→ Passage
━━━━━━━━━━

Re: Peace be with you!

Date: 2006-01-16 02:15 pm (UTC)
From: [identity profile] felis-ultharus.livejournal.com
"However, the day you are discriminated against because you're queer (in housing, a job, etc.) and cannot prove it well enough to make a case in court, don't cry when you realize that laws you sacralized mean zilch. "

(Assumes I haven't been discriminated against in these things -- I have been, at least where job and social services are concerned, and before laws were in place to make my case at all.)

"Here's a little help for you while you're trying to convince those Conservatives to vote Liberal."

(Shows you didn't even read my post -- I'm an NDPer. I was trying to be non-partisan because I have a respect for diversity in the queer community, and while the Liberals don't give a damn about social equality, they're at least willing to concede equal legal rights.

While I hate their economic stance and environmental stance, I'm willing to tolerate them on this one issue. And since I believe that one of the best things about the queer community is its diversity, I'm willing to respect that diversity in others -- including in the vote -- up to a point.


That point is Harper, at which point it means undermining what we've gained.

━━━━━━━━━━

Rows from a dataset
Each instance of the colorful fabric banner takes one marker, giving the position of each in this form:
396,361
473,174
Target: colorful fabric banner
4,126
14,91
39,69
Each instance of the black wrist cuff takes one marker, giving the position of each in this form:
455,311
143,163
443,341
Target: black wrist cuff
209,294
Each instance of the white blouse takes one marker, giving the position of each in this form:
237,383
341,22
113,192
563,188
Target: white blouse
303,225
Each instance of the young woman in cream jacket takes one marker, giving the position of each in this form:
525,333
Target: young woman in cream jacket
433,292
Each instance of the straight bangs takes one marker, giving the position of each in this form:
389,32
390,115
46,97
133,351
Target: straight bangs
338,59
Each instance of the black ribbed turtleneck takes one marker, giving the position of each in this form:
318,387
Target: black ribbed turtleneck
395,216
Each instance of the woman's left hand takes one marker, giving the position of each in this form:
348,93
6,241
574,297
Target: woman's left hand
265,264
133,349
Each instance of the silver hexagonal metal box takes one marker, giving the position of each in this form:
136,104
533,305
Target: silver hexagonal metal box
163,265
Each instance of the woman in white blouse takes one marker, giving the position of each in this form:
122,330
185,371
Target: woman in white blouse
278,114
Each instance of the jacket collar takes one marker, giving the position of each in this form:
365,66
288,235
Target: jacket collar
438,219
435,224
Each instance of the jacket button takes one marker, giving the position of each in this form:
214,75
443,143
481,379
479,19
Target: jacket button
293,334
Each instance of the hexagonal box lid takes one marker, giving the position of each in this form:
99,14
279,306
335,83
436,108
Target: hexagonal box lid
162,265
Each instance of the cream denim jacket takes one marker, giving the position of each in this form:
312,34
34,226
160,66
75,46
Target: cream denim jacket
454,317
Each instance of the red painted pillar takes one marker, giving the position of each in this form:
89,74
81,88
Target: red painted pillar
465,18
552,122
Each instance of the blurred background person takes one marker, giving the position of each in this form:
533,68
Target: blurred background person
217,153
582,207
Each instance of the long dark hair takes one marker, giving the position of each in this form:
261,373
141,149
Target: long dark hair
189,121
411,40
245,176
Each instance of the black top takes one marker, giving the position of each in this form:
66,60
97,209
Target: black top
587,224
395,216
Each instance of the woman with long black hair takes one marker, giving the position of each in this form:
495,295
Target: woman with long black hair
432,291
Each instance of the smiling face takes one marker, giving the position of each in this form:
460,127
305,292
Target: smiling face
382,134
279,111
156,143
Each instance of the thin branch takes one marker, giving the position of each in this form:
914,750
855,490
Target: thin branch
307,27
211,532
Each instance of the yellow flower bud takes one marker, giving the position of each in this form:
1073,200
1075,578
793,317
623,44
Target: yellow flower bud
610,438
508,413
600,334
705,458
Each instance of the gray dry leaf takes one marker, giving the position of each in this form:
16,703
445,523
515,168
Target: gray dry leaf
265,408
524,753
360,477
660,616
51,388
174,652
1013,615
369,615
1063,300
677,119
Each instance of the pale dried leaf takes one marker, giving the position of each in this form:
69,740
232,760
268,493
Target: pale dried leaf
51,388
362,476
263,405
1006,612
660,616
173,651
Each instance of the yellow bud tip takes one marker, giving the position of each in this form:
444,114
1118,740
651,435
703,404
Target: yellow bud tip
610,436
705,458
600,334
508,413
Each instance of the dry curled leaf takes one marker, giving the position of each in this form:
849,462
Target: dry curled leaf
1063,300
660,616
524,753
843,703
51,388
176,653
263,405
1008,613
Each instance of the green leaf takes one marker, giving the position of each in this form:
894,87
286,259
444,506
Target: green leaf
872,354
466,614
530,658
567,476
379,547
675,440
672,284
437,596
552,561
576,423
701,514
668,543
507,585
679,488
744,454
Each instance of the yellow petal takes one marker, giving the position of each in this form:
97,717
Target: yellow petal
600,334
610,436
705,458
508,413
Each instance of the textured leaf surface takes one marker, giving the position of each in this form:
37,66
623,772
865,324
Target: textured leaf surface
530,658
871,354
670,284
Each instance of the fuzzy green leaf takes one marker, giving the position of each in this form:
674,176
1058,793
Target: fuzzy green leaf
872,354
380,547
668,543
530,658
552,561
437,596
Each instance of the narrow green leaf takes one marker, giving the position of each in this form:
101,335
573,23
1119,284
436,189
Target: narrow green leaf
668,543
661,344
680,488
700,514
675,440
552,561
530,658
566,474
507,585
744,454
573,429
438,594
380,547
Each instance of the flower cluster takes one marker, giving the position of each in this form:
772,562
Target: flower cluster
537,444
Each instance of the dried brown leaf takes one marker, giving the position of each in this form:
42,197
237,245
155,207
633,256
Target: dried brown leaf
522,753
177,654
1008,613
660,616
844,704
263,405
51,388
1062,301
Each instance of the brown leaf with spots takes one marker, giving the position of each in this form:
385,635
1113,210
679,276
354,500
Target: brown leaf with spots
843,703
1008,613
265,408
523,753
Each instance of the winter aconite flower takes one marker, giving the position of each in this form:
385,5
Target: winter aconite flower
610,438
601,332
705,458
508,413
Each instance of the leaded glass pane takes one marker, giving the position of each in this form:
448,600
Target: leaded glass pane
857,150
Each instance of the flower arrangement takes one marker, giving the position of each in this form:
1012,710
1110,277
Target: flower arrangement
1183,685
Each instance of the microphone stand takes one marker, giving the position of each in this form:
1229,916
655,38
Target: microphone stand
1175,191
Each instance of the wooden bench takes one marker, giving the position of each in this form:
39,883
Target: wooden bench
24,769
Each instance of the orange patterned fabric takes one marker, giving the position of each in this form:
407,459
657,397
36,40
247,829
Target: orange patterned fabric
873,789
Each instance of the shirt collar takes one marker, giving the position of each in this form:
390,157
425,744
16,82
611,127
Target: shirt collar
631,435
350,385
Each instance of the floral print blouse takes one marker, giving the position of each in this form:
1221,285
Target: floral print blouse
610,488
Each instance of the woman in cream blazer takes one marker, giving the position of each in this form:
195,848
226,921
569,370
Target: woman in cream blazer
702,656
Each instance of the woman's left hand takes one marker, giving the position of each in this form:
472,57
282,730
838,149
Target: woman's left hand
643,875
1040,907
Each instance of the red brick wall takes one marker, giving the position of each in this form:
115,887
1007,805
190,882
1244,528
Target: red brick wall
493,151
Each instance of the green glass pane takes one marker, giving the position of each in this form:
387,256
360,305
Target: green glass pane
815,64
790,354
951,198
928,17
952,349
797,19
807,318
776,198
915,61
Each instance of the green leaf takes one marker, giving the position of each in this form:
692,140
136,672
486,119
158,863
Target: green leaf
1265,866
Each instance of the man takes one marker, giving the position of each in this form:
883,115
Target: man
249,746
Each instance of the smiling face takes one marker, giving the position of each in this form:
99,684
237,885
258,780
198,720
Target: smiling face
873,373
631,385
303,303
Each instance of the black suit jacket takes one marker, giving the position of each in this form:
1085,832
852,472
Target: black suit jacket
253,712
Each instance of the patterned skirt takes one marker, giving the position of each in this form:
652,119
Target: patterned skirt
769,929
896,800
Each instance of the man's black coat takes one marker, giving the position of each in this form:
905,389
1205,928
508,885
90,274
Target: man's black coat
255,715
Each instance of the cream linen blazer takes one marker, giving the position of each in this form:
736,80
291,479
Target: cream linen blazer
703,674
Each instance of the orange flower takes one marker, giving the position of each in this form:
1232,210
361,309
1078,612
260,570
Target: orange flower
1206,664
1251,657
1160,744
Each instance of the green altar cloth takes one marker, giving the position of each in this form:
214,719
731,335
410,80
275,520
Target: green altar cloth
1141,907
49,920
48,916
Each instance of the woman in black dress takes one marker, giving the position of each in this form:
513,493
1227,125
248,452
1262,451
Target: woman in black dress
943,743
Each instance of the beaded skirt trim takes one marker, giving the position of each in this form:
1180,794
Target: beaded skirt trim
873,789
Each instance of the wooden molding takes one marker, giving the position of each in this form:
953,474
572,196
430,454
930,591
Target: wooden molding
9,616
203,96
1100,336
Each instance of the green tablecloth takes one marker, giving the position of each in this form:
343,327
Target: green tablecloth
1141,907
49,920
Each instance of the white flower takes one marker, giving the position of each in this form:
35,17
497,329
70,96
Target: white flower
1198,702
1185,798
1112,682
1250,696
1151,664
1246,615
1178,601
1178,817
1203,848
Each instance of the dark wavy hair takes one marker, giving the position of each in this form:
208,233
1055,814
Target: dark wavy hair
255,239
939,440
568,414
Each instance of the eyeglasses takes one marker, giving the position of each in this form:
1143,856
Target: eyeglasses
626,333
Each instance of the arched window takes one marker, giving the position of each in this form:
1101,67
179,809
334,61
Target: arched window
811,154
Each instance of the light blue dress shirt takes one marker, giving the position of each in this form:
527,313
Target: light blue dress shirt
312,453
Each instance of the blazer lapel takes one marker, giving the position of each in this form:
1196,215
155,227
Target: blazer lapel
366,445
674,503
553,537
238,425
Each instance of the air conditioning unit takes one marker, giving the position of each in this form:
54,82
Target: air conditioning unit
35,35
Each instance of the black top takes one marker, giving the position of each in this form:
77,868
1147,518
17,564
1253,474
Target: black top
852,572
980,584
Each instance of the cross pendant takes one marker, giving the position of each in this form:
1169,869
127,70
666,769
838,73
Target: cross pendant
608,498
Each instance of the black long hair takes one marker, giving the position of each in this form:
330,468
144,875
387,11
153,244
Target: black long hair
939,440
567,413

━━━━━━━━━━

→ Exercise goal
Carry on the reply about queer rights and the Canadian vote, picking up right after its last sentence. The items are separate material and have no connection to the reply about queer rights and the Canadian vote.

→ The response
As for social issues, that's mostly non-governmental work. What governmental stuff there is -- funding for anti-violence projects, youth projects, in-school education -- is all provincial territory. The federal government is only relevant in those things insomuch as it transfers money to the provinces.)

If you can't see, after this, why I called you an asshole, then we really don't have anything to say to each other.

As for deleting posts, I probably wouldn't. The worst I'm likely to do is ignore. I'm a pretty firm believer that people should have a right to say things, even if I don't agree.



(no subject)

Date: 2006-01-16 11:32 am (UTC)
From: [identity profile] node357.livejournal.com
Ahh, trollz. My Halo universe is mostly made up of those types. You can't carry on a debate with them. They use voluntary ignorance to stonewall an opponent at every turn. There's nothing else you can really do with them that won't make you feel sore other than deleting their posts and banning them by IP. One day maybe they'll see the light.

(no subject)

Date: 2006-01-16 02:16 pm (UTC)
From: [identity profile] felis-ultharus.livejournal.com
I know. But I think I've decided to ignore them. They thrive on persecution. I think a true troll desires to be silenced. Makes them feel like a rebel.

(no subject)

Date: 2006-01-16 04:47 pm (UTC)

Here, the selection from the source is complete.